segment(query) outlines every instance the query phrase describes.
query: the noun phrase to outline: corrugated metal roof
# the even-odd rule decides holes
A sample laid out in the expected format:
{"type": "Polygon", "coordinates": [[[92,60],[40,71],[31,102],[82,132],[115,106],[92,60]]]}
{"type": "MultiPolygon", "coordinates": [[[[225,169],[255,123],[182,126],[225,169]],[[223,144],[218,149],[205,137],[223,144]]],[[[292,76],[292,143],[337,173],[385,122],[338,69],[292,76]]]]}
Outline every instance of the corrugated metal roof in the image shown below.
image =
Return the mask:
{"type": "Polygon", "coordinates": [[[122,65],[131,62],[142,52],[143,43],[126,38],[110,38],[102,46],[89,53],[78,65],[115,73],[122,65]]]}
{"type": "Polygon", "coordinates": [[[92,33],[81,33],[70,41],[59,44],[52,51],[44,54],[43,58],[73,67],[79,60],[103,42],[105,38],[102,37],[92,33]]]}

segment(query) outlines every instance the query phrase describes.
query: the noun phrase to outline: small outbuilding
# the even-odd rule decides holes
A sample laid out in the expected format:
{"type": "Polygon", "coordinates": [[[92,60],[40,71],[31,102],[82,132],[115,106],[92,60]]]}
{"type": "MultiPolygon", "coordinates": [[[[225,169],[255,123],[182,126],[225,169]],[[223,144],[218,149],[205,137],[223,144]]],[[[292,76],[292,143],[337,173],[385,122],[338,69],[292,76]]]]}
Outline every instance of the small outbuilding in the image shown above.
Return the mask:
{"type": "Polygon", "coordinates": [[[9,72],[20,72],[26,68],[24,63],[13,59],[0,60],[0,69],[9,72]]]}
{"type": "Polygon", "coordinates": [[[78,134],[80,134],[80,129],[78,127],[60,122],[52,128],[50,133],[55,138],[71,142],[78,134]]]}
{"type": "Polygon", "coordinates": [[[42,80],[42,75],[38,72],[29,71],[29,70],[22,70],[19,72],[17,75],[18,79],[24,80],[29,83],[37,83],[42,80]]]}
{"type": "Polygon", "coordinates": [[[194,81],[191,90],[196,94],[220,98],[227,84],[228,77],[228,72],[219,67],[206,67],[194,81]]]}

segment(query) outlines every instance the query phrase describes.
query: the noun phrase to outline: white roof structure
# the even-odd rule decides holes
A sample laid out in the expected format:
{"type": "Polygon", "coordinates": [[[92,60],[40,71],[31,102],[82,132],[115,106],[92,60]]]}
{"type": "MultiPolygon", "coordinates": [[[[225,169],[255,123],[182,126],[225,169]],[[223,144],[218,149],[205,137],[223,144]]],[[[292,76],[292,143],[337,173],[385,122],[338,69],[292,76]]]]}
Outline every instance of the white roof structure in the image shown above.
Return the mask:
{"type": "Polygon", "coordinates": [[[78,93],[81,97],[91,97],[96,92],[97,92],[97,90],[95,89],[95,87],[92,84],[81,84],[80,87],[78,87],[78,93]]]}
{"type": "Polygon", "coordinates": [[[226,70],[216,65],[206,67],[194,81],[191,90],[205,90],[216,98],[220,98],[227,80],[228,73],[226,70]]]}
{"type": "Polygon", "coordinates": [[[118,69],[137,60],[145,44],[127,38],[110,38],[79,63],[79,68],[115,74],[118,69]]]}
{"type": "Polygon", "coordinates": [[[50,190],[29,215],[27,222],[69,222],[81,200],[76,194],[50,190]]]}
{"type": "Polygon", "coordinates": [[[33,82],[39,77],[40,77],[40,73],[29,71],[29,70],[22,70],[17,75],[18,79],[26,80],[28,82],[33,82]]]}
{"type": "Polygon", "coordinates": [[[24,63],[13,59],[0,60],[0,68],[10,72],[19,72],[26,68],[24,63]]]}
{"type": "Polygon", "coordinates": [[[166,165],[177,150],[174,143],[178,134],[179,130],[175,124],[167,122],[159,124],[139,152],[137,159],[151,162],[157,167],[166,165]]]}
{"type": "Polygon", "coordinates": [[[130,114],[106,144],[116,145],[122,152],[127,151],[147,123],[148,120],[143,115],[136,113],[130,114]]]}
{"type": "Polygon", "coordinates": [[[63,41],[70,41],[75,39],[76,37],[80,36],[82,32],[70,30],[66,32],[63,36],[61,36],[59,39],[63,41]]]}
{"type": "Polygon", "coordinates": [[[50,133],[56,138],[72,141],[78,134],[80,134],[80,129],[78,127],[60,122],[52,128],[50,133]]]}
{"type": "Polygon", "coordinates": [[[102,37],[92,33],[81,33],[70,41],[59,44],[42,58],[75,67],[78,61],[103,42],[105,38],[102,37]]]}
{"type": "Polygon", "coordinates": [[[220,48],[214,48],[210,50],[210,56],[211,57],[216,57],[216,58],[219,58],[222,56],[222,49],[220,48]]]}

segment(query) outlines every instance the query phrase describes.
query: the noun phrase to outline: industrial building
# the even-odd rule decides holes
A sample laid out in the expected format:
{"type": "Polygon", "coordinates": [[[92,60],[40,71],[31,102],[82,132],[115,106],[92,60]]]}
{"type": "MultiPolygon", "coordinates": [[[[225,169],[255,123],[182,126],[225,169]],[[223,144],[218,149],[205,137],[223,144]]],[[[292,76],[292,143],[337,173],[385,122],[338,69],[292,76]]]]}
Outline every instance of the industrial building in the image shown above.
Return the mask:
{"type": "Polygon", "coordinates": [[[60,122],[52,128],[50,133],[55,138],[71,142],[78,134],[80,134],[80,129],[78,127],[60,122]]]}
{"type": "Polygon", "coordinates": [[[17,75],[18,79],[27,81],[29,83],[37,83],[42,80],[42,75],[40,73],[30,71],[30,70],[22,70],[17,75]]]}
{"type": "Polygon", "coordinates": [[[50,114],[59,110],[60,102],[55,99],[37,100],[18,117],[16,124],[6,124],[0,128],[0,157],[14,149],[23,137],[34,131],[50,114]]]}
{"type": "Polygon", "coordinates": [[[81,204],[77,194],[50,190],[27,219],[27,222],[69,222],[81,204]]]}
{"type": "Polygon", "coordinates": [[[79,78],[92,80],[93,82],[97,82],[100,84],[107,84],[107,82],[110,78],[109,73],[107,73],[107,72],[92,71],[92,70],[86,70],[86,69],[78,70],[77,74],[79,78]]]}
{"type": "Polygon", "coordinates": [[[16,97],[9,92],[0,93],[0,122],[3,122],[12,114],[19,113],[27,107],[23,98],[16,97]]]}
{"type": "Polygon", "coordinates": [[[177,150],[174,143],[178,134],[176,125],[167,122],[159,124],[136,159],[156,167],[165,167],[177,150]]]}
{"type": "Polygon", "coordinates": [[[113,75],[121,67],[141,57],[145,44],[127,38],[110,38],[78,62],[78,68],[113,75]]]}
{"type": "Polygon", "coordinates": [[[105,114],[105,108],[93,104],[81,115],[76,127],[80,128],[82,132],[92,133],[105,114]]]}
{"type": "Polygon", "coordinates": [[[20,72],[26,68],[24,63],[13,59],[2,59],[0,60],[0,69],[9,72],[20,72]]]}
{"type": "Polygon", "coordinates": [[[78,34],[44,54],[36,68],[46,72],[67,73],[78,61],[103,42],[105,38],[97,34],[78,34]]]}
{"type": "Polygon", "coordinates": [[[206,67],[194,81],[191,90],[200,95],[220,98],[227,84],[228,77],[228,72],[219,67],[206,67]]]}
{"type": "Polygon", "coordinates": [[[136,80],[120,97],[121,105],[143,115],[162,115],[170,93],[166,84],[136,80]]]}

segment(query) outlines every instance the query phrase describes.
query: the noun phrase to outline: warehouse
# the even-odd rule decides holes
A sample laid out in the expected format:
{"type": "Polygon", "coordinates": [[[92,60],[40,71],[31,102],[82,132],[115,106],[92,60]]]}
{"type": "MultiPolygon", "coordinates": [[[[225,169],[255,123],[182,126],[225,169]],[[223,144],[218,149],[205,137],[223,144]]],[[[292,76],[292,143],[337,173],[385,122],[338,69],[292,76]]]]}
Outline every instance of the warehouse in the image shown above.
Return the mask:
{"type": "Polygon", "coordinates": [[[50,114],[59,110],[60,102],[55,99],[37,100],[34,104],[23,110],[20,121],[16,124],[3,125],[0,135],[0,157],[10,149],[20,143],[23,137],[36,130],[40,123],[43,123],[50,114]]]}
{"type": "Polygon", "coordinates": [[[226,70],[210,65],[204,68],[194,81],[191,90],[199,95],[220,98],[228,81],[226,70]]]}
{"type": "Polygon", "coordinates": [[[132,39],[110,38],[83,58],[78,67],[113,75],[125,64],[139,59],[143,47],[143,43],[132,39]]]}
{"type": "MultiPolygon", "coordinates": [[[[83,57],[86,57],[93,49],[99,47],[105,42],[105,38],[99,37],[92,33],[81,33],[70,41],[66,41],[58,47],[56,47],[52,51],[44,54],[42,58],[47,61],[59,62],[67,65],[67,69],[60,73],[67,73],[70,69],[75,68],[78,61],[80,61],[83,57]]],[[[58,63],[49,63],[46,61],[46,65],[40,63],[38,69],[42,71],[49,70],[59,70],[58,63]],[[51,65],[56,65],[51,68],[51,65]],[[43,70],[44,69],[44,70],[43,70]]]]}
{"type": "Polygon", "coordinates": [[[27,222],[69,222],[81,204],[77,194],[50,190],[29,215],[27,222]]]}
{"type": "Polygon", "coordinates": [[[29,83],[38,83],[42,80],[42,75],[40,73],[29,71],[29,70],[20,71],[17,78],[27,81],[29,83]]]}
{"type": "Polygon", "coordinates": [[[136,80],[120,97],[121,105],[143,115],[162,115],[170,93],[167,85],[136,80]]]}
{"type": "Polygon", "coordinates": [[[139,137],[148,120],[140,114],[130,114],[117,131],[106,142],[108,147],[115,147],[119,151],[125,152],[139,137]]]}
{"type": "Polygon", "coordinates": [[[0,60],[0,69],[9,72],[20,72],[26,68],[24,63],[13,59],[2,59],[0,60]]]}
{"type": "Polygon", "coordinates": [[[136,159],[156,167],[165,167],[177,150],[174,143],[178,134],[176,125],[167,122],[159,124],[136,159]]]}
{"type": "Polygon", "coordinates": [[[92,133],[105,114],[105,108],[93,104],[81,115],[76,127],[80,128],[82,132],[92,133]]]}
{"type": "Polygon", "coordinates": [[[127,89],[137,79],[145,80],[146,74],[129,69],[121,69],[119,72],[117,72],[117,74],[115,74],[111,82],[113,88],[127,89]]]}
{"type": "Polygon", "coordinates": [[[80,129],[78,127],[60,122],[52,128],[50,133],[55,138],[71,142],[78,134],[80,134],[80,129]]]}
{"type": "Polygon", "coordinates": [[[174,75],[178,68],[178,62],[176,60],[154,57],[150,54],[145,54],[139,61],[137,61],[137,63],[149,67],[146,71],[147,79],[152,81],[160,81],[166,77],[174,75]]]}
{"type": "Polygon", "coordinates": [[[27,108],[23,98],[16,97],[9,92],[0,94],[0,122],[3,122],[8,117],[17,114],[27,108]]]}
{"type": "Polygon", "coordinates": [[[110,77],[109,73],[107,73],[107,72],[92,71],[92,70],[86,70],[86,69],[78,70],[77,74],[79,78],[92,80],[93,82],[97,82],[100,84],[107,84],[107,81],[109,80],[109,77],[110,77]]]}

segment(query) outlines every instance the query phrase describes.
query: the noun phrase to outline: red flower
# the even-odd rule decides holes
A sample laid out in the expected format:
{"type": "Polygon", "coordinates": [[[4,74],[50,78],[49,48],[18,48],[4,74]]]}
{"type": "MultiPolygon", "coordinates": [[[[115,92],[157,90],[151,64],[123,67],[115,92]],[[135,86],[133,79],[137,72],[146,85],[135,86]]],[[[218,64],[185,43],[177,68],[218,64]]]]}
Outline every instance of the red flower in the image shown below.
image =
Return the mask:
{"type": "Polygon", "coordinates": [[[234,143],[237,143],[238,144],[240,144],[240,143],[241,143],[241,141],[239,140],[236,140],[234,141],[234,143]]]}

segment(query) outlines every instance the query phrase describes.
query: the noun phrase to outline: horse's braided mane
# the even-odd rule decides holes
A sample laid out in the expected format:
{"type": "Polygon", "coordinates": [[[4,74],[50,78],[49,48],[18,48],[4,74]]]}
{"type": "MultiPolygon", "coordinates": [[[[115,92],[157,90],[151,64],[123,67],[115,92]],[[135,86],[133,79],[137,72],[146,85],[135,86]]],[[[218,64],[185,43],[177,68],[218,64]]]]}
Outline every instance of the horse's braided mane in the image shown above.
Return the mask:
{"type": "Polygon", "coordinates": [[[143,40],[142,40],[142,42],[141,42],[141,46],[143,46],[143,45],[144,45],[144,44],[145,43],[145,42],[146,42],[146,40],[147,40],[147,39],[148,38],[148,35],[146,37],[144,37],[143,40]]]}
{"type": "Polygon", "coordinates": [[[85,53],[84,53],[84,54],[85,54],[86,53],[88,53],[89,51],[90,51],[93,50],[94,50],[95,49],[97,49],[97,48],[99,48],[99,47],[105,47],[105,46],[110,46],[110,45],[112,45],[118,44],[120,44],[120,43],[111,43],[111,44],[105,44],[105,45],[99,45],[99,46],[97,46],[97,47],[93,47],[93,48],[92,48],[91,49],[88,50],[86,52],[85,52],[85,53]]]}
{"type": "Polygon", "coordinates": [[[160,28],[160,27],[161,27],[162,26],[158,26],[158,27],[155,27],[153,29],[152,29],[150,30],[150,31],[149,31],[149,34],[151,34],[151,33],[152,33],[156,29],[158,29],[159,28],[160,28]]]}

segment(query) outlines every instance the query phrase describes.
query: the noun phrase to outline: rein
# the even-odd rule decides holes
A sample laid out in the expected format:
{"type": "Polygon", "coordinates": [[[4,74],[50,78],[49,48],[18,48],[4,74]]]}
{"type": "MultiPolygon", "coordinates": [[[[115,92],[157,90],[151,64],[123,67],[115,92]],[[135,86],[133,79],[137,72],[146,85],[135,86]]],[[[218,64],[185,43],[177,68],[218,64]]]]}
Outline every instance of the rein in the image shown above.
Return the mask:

· · · ·

→ **Exercise prompt**
Gather every line in the entries above that contains the string "small", treating case as significant.

→ **Solution below**
query: the noun phrase to outline: small outbuilding
Outline every instance of the small outbuilding in the image shown above.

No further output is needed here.